* **TRY IT**
Filtering the records below, copy only those lines that include the word "peninsula".

------ SOURCE DATA

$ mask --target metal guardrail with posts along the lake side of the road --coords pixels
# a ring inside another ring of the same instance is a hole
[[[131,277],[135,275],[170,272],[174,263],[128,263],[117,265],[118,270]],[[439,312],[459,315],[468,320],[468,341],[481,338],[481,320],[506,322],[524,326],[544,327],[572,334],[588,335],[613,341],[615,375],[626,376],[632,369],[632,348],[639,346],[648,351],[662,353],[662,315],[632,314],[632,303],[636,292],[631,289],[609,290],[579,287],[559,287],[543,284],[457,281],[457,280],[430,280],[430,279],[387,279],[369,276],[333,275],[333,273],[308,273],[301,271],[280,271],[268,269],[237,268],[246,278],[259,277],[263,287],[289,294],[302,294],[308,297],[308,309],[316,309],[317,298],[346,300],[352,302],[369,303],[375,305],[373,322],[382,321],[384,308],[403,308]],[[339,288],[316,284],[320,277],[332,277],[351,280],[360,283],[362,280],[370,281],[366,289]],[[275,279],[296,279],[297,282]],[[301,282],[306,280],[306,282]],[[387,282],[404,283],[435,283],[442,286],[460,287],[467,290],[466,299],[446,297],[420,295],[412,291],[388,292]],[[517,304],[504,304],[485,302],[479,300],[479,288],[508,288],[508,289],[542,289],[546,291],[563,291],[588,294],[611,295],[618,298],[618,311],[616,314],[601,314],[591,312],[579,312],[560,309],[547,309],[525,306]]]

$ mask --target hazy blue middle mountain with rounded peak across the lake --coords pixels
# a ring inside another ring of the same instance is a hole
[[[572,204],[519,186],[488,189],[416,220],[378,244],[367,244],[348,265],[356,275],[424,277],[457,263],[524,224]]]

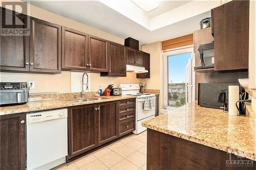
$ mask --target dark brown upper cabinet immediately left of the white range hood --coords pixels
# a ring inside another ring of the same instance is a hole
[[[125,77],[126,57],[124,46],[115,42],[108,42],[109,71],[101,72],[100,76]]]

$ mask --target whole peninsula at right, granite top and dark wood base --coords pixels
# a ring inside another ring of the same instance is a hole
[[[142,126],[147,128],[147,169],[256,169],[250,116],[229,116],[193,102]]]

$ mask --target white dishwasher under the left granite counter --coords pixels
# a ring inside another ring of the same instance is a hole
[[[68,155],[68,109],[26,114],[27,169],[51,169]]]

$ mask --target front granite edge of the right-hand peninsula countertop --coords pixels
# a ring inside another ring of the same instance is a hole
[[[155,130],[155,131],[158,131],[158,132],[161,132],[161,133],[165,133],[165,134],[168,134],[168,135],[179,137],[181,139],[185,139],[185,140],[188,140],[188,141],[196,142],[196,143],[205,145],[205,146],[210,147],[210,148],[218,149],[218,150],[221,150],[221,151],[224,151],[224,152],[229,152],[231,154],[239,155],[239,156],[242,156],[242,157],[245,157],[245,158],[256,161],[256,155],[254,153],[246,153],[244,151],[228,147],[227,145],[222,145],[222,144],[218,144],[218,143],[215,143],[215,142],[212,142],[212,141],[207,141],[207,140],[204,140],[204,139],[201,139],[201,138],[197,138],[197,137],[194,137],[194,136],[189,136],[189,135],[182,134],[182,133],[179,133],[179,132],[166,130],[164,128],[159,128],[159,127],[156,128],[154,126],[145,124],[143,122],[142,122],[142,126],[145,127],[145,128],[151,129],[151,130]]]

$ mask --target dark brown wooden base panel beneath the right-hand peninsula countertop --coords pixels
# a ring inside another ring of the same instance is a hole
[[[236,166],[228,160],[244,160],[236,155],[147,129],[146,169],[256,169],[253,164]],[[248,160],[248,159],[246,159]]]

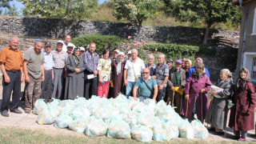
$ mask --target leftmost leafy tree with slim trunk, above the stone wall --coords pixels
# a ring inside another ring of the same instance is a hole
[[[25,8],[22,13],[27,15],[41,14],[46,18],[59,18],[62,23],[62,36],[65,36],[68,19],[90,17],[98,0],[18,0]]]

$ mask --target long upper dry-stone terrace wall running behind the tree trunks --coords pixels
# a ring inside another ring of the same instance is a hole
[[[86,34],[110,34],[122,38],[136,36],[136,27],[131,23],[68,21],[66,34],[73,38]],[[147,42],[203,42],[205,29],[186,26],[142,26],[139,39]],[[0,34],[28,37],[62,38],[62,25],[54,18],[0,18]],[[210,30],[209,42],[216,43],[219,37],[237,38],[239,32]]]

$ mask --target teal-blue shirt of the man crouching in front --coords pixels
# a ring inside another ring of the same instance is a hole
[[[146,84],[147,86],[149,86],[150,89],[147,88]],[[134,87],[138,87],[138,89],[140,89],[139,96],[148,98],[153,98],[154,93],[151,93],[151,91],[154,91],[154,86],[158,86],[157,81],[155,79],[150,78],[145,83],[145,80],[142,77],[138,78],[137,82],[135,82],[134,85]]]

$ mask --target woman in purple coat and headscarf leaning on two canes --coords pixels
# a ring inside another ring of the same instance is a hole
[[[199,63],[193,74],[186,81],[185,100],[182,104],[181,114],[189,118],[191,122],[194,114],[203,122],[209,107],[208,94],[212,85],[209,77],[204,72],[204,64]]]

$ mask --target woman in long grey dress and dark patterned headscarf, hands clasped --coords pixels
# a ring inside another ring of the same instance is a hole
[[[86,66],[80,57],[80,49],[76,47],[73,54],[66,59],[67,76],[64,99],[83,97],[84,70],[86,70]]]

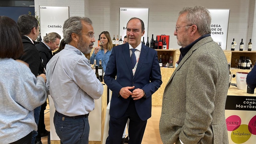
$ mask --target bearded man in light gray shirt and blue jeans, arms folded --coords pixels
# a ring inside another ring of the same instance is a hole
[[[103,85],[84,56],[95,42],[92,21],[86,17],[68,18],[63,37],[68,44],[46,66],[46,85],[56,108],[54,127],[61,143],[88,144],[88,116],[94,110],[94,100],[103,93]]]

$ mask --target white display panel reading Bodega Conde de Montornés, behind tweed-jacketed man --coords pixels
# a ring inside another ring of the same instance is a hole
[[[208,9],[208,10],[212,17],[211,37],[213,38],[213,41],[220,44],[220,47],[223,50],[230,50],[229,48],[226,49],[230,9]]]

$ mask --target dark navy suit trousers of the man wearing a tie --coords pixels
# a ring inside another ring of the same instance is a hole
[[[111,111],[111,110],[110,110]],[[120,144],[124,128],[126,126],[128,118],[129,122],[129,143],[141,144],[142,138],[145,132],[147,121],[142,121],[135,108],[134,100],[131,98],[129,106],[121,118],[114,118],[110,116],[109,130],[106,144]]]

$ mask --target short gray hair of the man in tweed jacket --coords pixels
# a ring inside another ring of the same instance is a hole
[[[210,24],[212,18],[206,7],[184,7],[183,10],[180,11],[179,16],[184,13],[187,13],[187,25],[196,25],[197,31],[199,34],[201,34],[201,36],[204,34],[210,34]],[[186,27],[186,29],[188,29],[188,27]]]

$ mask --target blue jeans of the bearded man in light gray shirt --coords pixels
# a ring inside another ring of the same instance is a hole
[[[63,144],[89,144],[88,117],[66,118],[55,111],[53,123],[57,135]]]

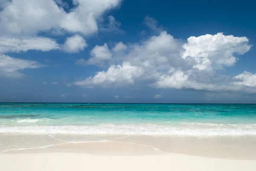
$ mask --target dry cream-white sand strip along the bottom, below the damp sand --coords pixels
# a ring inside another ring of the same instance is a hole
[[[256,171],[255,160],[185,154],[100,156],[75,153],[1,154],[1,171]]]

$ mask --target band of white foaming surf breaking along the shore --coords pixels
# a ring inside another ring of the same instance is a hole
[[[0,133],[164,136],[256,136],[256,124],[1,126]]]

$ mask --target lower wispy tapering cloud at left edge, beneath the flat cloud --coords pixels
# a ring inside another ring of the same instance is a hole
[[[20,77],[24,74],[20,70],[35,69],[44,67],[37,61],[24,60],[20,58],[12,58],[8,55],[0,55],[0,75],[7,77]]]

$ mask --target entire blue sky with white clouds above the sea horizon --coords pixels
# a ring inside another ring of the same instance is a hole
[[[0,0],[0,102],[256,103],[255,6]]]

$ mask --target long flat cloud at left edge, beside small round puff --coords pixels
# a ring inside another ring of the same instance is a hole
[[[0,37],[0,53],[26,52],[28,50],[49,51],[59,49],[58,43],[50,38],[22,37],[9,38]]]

------------
------ SOURCE DATA

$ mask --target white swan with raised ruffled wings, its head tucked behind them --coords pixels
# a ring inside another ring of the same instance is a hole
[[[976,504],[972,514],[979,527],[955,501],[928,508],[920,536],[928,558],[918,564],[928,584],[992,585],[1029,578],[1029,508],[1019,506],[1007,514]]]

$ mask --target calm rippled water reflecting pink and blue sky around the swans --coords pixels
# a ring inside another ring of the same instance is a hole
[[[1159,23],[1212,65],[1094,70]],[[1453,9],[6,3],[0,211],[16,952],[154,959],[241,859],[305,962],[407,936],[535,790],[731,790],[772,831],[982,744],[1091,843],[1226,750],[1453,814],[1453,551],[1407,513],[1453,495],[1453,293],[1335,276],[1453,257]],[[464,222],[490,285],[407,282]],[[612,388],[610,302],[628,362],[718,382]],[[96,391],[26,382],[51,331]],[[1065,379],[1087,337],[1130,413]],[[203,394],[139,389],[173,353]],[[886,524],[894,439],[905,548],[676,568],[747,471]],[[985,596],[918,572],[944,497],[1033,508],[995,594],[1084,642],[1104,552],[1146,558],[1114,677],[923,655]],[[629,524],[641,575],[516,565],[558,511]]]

------------

* **SOLVED PROBLEM**
$ mask --target whole peninsula at right, granite top and dark wood base --coords pixels
$ mask --target front granite edge of the right-hand peninsula countertop --coords pixels
$ mask --target dark brown wooden base panel beneath the right-hand peninsula countertop --coords pixels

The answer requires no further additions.